WHAT IS EXPECTED -
Retype the entries below word for word, from the very first line down to the line that contains "column 400, row 283", with both of those lines included.

** START **

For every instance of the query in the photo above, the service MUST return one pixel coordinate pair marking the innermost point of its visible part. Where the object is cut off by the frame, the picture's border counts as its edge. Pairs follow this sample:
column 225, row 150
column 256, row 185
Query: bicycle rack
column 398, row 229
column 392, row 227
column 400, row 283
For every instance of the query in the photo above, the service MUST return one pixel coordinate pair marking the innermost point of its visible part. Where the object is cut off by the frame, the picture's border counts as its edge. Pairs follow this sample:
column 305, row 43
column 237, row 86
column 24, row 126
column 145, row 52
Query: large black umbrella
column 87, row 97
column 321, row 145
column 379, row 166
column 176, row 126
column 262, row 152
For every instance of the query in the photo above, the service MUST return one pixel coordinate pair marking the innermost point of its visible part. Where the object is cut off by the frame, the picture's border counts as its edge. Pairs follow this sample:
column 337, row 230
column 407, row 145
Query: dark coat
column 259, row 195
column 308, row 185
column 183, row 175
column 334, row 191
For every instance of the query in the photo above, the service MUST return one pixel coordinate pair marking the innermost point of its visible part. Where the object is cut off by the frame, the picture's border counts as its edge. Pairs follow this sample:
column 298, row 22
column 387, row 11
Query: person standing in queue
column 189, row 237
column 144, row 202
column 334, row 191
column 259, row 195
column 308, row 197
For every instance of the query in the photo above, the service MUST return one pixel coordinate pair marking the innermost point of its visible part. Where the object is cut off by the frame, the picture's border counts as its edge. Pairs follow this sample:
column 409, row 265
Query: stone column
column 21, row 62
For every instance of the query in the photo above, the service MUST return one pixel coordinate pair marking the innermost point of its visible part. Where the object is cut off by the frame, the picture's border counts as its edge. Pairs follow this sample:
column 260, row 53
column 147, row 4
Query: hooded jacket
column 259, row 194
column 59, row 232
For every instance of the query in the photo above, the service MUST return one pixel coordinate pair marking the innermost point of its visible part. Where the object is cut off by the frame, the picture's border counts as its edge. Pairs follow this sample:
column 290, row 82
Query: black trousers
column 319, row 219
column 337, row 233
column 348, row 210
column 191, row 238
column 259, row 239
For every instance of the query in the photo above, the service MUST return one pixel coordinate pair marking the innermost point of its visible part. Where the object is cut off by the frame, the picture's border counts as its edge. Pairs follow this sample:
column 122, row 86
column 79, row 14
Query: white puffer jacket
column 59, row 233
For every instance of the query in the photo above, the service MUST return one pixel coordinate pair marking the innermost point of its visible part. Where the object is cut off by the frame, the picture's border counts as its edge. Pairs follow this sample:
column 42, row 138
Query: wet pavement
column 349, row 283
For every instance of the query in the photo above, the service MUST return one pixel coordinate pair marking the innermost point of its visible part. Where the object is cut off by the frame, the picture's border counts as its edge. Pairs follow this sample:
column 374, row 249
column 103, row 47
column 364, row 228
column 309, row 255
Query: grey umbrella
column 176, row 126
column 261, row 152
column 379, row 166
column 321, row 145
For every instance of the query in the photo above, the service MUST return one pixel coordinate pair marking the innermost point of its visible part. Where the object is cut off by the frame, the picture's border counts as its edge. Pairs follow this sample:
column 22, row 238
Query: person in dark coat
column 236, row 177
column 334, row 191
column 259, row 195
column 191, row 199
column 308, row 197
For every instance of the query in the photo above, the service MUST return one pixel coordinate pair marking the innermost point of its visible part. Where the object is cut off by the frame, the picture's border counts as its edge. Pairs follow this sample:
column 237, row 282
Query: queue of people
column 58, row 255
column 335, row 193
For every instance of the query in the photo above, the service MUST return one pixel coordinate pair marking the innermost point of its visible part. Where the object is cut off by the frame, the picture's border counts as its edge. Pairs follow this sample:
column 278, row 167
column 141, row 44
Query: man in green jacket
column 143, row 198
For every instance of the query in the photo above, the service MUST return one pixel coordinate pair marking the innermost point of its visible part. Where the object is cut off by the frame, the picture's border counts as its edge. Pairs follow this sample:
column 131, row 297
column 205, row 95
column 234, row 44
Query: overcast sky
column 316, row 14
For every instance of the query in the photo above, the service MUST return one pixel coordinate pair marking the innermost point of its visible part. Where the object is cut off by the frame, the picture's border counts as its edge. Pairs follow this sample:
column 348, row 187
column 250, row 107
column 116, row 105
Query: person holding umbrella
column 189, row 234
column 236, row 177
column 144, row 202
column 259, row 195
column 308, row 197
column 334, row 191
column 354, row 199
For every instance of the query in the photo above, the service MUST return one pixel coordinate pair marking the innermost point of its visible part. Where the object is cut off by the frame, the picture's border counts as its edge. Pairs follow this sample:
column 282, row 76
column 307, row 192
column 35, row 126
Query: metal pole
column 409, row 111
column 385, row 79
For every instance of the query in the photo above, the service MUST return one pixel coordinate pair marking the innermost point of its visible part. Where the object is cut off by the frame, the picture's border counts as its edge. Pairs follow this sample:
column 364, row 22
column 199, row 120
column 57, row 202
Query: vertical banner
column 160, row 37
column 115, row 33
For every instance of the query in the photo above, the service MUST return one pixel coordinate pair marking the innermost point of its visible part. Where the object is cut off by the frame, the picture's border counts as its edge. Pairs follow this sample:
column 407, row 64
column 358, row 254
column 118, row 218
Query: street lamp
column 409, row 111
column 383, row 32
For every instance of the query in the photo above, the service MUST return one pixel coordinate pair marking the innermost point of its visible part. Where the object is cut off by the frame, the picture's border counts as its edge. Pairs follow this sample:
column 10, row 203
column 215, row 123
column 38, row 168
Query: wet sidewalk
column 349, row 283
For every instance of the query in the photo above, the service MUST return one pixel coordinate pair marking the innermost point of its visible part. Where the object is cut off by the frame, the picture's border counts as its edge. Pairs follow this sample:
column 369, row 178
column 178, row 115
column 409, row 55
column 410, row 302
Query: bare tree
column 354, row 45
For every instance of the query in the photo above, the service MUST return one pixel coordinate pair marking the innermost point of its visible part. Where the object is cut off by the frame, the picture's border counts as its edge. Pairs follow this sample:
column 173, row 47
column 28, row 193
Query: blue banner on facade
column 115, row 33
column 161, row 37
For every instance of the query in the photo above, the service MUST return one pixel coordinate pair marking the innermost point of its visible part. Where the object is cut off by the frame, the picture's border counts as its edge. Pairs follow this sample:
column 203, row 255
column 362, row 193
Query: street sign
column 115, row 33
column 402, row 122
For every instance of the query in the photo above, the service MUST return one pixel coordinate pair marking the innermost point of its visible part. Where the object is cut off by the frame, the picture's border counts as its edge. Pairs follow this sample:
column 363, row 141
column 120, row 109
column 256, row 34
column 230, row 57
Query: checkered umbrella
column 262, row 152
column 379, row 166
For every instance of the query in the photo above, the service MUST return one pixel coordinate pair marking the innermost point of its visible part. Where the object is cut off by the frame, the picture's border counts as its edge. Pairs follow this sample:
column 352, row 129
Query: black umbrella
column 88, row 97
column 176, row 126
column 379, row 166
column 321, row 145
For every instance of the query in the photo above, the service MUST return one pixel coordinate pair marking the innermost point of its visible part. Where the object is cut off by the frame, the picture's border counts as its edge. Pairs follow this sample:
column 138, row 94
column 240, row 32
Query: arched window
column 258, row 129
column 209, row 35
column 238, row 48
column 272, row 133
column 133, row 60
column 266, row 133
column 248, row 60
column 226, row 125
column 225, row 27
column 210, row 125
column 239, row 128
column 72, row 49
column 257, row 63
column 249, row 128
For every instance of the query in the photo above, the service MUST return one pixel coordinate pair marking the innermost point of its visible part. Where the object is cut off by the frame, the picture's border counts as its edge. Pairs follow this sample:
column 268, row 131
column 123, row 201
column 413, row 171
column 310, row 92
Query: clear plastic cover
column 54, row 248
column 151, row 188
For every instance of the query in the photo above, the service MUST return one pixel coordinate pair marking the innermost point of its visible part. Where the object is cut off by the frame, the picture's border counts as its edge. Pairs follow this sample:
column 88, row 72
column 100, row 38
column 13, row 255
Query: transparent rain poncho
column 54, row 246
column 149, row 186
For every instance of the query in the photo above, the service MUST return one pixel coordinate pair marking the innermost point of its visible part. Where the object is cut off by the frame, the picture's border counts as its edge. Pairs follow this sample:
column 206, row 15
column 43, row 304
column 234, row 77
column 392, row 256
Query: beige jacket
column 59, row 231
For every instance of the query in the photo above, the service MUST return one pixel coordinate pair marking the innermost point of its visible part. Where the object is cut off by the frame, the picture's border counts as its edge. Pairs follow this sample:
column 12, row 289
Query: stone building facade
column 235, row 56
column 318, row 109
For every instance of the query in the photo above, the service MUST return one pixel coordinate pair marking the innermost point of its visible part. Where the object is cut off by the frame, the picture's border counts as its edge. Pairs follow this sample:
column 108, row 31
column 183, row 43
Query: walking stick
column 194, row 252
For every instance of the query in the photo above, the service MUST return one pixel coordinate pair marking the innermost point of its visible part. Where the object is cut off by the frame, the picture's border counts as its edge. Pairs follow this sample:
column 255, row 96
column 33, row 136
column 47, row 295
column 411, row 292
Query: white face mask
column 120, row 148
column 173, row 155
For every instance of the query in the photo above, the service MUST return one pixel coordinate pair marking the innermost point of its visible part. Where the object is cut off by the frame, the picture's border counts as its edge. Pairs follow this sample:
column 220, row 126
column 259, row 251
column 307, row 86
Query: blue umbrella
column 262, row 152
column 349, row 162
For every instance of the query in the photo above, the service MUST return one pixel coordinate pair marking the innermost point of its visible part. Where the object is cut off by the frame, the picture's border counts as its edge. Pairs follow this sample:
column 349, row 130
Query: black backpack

** END **

OUTPUT OF THE TASK -
For every instance of the query in the photo above, the service MUST return one pixel coordinate pair marking the innermost point of its visible part. Where the object is cut off by the frame, the picture's border counts as its edge. Pairs follow this sample:
column 225, row 150
column 256, row 185
Query: bicycle rack
column 398, row 229
column 392, row 227
column 400, row 283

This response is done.